J’oublie, en le voyant, ce que je viens lui dire
. » (Phèdre)

« Je ne sais où je vais, je ne sais où je suis. » (Phèdre)

Jean Racine avait un objectif très net dans sa tragédie : montrer la capacité d'une psychologie à s'effondrer, ce qui irait de pair avec la possibilité de le constater. Il y a là une attention toute française portée aux détails physiques. Jean Racine est un portraitiste des problèmes psychopathologiques ; ses préoccupations sont d'ailleurs très proches de René Descartes, qui a un peu plus de 40 ans de plus que lui.

Jean Racine s'intéresse aux moments d'effondements, aux moments où tout se brise, où l'on ne sait « plus », aux moments où l'on se sent pétrifié :

« Il faut... Mais cependant que faut-il que je fasse ? » (Andromaque).

Cependant, il ne s'intéresse pas qu'à l'esprit ; le corps lui-même témoigne des coups psychologiques. Le corps exprime des choses, ce qui doit être reconnu : on a ici une compréhension très forte de la part de la formation psychique nationale française.

====

TÂCHE PROPOSÉE
Reproduisez intégralement et à l'identique l'extrait ci-dessus consacré à Jean Racine.

====

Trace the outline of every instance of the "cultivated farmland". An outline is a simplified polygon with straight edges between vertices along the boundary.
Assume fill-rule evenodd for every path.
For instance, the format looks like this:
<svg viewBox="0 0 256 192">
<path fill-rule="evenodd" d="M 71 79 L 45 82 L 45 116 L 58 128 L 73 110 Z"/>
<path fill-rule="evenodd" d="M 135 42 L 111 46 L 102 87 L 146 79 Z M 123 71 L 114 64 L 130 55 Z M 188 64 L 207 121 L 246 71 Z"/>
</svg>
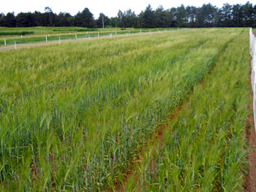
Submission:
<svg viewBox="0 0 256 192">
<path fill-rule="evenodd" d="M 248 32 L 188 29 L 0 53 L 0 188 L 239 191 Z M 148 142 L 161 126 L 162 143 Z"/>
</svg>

====

RÉPONSE ATTENDUE
J’oublie, en le voyant, ce que je viens lui dire
. » (Phèdre)

« Je ne sais où je vais, je ne sais où je suis. » (Phèdre)

Jean Racine avait un objectif très net dans sa tragédie : montrer la capacité d'une psychologie à s'effondrer, ce qui irait de pair avec la possibilité de le constater. Il y a là une attention toute française portée aux détails physiques. Jean Racine est un portraitiste des problèmes psychopathologiques ; ses préoccupations sont d'ailleurs très proches de René Descartes, qui a un peu plus de 40 ans de plus que lui.

Jean Racine s'intéresse aux moments d'effondements, aux moments où tout se brise, où l'on ne sait « plus », aux moments où l'on se sent pétrifié :

« Il faut... Mais cependant que faut-il que je fasse ? » (Andromaque).

Cependant, il ne s'intéresse pas qu'à l'esprit ; le corps lui-même témoigne des coups psychologiques. Le corps exprime des choses, ce qui doit être reconnu : on a ici une compréhension très forte de la part de la formation psychique nationale française.